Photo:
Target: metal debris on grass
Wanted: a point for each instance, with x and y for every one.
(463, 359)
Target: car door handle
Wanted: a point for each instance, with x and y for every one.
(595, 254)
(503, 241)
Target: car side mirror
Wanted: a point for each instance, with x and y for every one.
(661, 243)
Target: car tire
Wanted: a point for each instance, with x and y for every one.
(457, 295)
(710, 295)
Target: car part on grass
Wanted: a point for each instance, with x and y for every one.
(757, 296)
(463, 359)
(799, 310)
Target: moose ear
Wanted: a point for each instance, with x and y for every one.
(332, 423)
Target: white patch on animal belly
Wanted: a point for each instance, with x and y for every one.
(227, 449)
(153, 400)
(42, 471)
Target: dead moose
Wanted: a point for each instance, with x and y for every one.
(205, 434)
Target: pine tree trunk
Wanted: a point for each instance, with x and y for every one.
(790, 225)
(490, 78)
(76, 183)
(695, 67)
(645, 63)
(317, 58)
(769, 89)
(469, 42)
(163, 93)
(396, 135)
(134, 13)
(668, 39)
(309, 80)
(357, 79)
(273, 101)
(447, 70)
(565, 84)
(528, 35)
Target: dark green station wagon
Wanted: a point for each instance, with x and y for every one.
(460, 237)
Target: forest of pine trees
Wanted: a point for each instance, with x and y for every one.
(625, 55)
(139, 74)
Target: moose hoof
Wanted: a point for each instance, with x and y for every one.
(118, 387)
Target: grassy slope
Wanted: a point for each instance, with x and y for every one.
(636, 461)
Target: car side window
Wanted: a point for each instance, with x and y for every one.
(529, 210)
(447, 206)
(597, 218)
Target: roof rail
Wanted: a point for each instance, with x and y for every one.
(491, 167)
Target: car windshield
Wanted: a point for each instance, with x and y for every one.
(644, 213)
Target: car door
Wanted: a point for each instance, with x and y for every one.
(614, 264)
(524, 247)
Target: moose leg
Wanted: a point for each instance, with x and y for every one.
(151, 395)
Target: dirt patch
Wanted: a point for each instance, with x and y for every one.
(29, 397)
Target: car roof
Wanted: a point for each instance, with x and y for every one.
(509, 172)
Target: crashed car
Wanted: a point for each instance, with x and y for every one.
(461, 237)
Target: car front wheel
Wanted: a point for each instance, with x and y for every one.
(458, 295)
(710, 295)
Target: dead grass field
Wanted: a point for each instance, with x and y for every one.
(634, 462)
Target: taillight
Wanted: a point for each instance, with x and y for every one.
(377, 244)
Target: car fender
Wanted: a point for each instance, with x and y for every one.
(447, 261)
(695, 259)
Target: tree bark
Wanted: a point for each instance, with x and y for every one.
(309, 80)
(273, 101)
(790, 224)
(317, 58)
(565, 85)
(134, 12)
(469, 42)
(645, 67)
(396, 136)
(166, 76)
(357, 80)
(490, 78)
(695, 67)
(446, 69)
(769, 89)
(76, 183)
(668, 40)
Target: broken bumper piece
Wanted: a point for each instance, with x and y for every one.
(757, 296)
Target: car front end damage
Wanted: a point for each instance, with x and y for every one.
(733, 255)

--------------------

▶ _WHAT TO WORK ON_: Quote every row above in full, without changing any line.

▶ _EXERCISE RESULT_:
Photo:
Target: metal debris on grass
Wanted: a point for each instance, with x and y for every one.
(463, 359)
Target: car door handle
Wanted: a point for each instance, with x and y for every one.
(595, 254)
(503, 241)
Target: car side mirror
Wanted: a point for each instance, with x and y for every one.
(661, 243)
Target: car tire
Wanted: a point for each instance, with x and y for every one.
(457, 295)
(710, 295)
Target: car part on grass
Wanted: a point for each instance, with x and y for every one.
(757, 296)
(463, 359)
(799, 310)
Target: moose ear
Wanted: a point for each instance, with x and y for every one.
(332, 423)
Target: white patch on animal belly
Wanted: a point for each instance, with x and y for every one.
(227, 449)
(153, 400)
(42, 471)
Target: dead moose
Wanted: a point for each instance, with x and y for every one.
(205, 434)
Target: pine tree trunk
Wanted: a point for each instance, with x and y for every one.
(790, 225)
(490, 78)
(76, 183)
(695, 67)
(645, 63)
(317, 58)
(769, 89)
(469, 42)
(163, 93)
(396, 135)
(134, 13)
(668, 39)
(309, 80)
(357, 79)
(273, 101)
(447, 70)
(565, 84)
(528, 35)
Target: dark green station wagon
Wanted: a point for each instance, with x and y for every one.
(460, 237)
Target: forest of pine trees
Wanted: a point for each instance, with x and y for every one.
(625, 55)
(139, 74)
Target: moose hoof
Wanted: a point for each instance, with x and y for every one.
(118, 387)
Target: grassy slope
Wanted: a point for each instance, with x and y for every one.
(636, 461)
Target: car side window
Wanted: a point for each instance, with x and y for every one.
(529, 210)
(447, 206)
(597, 218)
Target: roof rail
Wanted: a point for each instance, with x and y for every one.
(491, 167)
Target: car windshield
Wanted: a point for each instance, with x and y for every one.
(644, 213)
Target: car door
Wanted: a point for each instance, with x and y for every one.
(614, 264)
(524, 247)
Target: moose leg
Wanted: a point for each instance, with x and y for every one.
(151, 395)
Target: dirt patch
Wanted: a point for each instance, with x and y for every one.
(29, 397)
Target: car roof
Wanted: a point for each instance, with x and y for every one.
(509, 172)
Target: crashed car
Wanted: a point for each instance, with x and y for every one.
(461, 237)
Target: car front wheel
Wanted: a point for each instance, with x and y for every one.
(458, 295)
(710, 295)
Target: dead grass field
Wanted: a point for each instance, with x and y for every one.
(634, 462)
Target: taillight
Wanted: a point for each instance, with x and y for every one.
(377, 244)
Target: car fender
Wanted: a point for each instance, with x and y for every one.
(447, 261)
(695, 259)
Target: tree bark
Wanted: a point for each instance, with x and y for every one.
(309, 80)
(273, 101)
(790, 224)
(317, 58)
(565, 85)
(134, 12)
(469, 42)
(645, 67)
(396, 136)
(166, 76)
(357, 80)
(490, 78)
(695, 67)
(446, 69)
(769, 89)
(76, 183)
(668, 40)
Target: broken bumper piece
Wanted: a point for each instance, with x and y for every one.
(757, 296)
Target: car front end damage
Wanted: a point for each instance, with x and y for every one.
(733, 255)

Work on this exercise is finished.